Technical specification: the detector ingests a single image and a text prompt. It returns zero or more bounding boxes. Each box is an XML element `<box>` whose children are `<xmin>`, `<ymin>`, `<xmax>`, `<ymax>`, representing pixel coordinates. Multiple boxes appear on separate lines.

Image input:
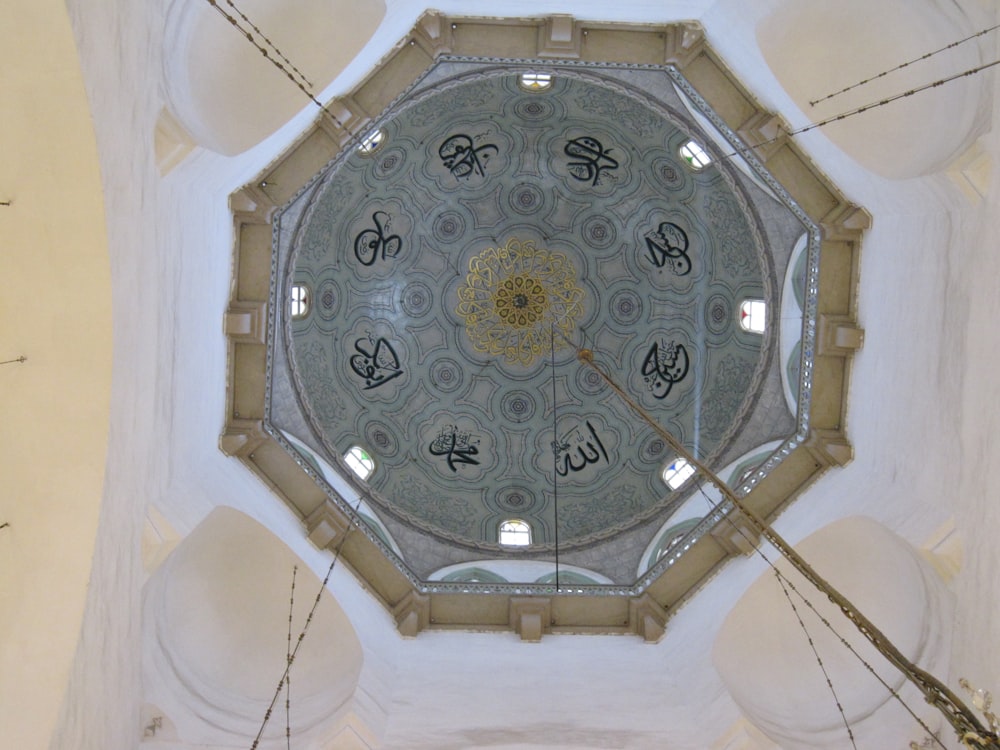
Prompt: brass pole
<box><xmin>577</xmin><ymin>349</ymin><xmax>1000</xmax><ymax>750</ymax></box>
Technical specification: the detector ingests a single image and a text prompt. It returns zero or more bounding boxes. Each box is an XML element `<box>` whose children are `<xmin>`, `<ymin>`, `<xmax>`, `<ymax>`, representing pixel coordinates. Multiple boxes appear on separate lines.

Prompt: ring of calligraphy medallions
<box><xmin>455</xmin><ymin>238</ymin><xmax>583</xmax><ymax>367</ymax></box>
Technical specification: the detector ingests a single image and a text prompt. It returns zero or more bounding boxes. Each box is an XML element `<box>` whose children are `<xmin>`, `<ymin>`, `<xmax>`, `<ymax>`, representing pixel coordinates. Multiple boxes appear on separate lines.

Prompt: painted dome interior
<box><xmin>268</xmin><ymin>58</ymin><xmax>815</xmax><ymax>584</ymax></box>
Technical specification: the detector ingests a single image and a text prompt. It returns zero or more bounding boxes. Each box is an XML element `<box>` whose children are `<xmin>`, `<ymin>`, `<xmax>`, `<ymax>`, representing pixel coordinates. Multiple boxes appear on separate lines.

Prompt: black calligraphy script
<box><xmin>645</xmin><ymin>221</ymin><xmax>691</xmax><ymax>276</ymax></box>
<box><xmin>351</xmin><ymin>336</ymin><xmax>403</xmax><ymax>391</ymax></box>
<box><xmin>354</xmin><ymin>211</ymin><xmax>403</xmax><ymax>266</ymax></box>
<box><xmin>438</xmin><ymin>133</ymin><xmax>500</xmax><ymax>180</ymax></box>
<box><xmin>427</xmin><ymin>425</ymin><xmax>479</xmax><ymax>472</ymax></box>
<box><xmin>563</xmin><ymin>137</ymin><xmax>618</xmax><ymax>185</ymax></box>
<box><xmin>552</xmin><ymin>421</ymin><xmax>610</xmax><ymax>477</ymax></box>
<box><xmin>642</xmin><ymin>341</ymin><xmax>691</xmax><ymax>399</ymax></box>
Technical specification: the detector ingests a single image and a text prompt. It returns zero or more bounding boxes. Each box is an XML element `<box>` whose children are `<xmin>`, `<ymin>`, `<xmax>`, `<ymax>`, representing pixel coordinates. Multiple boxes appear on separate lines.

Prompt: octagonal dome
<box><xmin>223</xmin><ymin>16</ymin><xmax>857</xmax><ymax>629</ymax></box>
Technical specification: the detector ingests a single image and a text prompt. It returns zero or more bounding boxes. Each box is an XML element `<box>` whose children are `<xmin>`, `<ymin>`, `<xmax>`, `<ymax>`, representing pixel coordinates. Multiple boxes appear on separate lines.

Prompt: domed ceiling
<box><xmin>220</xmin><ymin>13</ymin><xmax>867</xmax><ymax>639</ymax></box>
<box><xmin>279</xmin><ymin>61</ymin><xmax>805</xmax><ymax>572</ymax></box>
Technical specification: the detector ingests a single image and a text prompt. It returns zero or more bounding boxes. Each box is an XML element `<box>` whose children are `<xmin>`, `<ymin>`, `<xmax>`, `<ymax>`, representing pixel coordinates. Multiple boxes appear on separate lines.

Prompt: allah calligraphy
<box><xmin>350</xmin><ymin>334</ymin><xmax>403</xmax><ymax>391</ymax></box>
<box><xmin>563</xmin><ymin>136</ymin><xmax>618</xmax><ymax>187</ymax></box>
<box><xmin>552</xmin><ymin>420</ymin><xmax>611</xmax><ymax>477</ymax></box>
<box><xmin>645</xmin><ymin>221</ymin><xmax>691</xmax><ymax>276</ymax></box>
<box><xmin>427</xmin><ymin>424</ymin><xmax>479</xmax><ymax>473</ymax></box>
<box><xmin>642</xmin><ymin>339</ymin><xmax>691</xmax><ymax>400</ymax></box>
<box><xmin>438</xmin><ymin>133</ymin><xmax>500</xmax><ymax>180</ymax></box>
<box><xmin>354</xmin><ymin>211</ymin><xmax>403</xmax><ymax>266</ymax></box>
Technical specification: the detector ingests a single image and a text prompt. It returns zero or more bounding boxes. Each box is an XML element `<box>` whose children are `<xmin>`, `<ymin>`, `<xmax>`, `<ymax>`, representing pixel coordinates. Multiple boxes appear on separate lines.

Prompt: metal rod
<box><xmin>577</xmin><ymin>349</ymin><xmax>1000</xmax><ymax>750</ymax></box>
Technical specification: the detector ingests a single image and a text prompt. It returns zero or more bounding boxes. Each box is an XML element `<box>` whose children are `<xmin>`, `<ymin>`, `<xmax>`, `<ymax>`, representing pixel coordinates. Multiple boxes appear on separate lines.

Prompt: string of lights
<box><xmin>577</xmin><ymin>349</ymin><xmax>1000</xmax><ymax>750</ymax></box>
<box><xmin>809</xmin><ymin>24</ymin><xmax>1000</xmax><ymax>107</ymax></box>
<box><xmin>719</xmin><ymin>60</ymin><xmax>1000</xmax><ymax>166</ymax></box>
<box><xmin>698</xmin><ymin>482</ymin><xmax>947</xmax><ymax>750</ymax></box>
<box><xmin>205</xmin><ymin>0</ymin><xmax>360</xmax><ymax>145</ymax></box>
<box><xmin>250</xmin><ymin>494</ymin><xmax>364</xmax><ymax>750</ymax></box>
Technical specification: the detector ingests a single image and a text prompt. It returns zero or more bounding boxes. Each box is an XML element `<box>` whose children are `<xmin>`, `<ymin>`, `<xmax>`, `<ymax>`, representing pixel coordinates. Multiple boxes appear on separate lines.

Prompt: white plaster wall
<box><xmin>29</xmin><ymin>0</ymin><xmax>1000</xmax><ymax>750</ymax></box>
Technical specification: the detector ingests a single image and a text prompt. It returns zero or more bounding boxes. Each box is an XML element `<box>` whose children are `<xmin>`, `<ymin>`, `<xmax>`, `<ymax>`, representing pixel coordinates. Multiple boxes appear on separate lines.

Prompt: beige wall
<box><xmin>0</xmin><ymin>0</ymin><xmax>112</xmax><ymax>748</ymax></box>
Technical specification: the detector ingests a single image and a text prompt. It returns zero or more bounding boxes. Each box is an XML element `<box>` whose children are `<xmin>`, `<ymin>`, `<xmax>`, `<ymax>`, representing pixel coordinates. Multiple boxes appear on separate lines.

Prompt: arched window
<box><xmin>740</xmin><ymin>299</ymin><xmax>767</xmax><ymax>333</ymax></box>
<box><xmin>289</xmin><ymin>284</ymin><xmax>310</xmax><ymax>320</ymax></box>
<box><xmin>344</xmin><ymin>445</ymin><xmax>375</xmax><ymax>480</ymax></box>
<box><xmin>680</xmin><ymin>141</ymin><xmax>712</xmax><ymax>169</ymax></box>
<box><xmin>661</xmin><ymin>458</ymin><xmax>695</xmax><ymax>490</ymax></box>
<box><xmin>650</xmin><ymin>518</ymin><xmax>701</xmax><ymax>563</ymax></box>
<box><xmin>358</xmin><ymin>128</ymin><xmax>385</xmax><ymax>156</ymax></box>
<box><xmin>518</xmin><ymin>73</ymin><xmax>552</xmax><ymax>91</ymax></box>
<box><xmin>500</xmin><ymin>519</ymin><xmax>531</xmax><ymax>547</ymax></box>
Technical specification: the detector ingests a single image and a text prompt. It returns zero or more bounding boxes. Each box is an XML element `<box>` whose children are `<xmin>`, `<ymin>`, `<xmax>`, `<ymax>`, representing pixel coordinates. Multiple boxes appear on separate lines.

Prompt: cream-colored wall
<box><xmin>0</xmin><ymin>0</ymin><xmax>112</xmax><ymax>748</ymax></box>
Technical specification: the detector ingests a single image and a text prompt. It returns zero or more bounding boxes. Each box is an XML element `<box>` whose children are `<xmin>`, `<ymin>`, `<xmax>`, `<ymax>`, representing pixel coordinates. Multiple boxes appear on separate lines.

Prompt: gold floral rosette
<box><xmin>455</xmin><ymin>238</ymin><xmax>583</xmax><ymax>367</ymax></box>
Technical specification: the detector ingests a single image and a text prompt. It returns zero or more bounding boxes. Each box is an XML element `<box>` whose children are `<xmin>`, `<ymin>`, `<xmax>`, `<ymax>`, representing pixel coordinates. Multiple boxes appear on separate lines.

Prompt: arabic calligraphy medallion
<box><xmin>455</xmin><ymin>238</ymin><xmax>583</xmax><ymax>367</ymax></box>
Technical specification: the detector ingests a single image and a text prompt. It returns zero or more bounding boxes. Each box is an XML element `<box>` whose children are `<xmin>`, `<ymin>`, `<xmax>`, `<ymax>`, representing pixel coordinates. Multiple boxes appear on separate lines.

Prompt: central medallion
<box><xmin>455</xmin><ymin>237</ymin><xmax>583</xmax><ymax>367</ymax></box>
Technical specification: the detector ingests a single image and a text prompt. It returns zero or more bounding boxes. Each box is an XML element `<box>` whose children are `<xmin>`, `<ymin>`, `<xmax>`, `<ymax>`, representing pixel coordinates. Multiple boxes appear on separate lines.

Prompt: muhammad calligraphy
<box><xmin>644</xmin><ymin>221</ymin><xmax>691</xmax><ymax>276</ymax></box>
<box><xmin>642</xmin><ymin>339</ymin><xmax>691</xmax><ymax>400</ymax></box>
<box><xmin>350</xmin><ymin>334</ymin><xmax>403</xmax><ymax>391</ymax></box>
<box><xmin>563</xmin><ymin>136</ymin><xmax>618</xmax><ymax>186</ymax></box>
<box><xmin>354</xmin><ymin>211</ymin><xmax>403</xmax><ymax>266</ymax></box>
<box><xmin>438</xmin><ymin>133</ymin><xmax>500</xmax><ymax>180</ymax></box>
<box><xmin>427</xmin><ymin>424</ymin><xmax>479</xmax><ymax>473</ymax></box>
···
◆ **Exercise objective**: Please list every line of the material above that contains the word "calligraphy". Treat case as significant.

◆ **Solution for this exercise**:
Prompt: ring of calligraphy medallions
Prompt: black calligraphy script
Prompt: allah calligraphy
Prompt: arabic calligraphy medallion
Prompt: muhammad calligraphy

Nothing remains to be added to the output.